TEXT SHOWN:
-- -- --

Friday, January 29, 2010

What is God really like?

I have been pondering and meditating on Psalm 72 for a while. I know it says King David wrote it for his son, Solomon. Fair enough. I also believe David was a prophet - a spokes person for God - and that this Psalm even more distinctly was written describing the Son of David - Jesus. I believe God wanted Solomon to be a picture, or illustration, of Jesus to God's family way back then. We know Solomon made some choices different than what Jesus did and we also have on record the 'results' of choices - in both Solomon's life and in Jesus' life.

Anyway, back to Psalm 72, there are some very interesting word pictures in this passage that helped me in 'seeing' the character of God better.

Verse three indicates that anyone can be included in God's family. I paraphrased it this way: The larger families are included in this covenant of peace as well as the smaller families, for that is the right way to do it.

Verse seven mentions God's plan for each one of His children (my words): In Your Son’s reign those who choose to agree with Him will become more like Him, continuing to mature as long as they live.

Verses thirteen and fourteen was encouraging to me: He will come along side those who are weak, powerless and oppressed, and with His merciful passion He will preserve them, give them victorious relief and take them out of oppression and abuse, for He considers them as very precious to Him.

There is much more. (If you are interested in reading the way I paraphrased this passage of Scripture click on the link to the right, where I have posted it.)

I am becoming more and more convinced that as important as 'facts' about God are - some people call them 'doctrines' - those 'facts' can't really 'stand alone'. I may intellectually assent to certain information - God is love, God is merciful, etc - but until and unless I also 'experience' those 'facts' in my life, as Paul says in 1 Corinthians 13 specifically about love, it is nothing. And maybe it is worse than 'nothing'. Could 'accepting' facts about God, as 'true' as they may 'be', without personally experiencing God in my own life be one way Satan uses me to 'coy' others away from really experiencing God's love in their own lives?

May I encourage you to ask God for a 'new' picture of Him just now. He loves to share.

Bringer of Peace


Wednesday, January 27, 2010

God's Freedom brings peace

I was talking with a friend and realized I was getting offended. I asked God to enable me to see as He sees. He took away the negative and I was able to continue the conversation with peace.

My brother and I were talking on the phone and he commented that someone who forgives is not holding on to being offended. Does that make holding a grudge (offended) the counterfeit of forgiveness? When I forgive another person I no longer hold them as guilty and I accept the pain, the hurt, of the 'sin' (crossing God's will for the situation) instead of blaming the one who propogated it. If it stopped there that would not be good, but since Jesus will also take that hurt and pain from me as I 'let go of it' - He forgives me as I forgive others - I become freed in God which gives me His peace in my heart, my life. I cannot experience that kind of peace by myself. But as I agree with God's view and plan then He gives me not only His peace but His Joy. I trustingly 'rest' in PEACE in His plan for me and I love to be in God's presence - real JOY.

-- -- --

INFORMATION SHOWN:
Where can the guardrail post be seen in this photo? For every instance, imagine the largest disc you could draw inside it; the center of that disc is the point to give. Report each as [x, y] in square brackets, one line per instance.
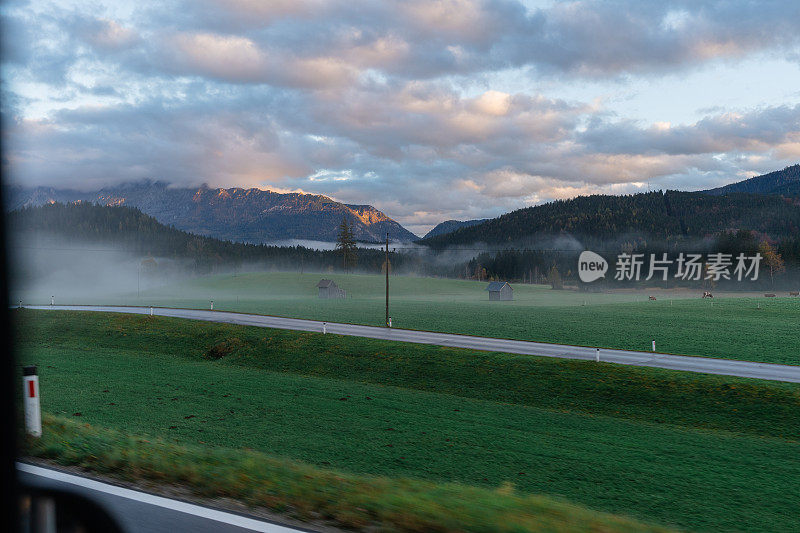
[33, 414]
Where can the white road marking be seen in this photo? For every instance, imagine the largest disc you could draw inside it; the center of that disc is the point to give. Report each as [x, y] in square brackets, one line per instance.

-- -- --

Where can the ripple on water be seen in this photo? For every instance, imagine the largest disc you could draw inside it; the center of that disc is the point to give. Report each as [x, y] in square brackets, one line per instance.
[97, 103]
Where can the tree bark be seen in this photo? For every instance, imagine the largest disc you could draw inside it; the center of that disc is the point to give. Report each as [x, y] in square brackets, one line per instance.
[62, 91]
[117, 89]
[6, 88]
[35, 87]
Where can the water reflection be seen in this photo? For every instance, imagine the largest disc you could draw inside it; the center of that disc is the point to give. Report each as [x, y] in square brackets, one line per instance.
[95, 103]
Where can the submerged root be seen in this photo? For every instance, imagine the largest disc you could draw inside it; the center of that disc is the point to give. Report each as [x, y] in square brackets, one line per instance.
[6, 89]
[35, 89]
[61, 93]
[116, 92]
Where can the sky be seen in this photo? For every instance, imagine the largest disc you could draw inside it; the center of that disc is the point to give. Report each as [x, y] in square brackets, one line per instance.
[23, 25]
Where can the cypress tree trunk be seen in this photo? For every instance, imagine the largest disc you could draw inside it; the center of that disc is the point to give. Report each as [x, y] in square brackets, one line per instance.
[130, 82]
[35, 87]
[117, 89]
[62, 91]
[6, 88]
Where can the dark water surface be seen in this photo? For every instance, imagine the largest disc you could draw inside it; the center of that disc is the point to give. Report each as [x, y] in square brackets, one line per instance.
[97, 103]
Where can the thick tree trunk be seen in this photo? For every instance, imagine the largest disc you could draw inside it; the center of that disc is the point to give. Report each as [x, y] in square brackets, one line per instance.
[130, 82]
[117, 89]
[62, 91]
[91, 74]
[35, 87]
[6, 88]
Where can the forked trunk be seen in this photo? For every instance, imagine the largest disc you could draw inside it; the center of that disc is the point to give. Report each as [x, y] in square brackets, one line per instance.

-- -- --

REQUIREMENTS: In the blog posts above, why does the writer say that accepting the pain of someone's wrong when forgiving them is not the end of the matter? Answer in one to three sentences.

THE REPLY: Stopping at accepting the hurt would not be good. Jesus also takes that hurt and pain away as the writer lets go of it, forgiving the writer as the writer forgives others. This frees the writer in God and brings His peace, which the writer says cannot be experienced alone.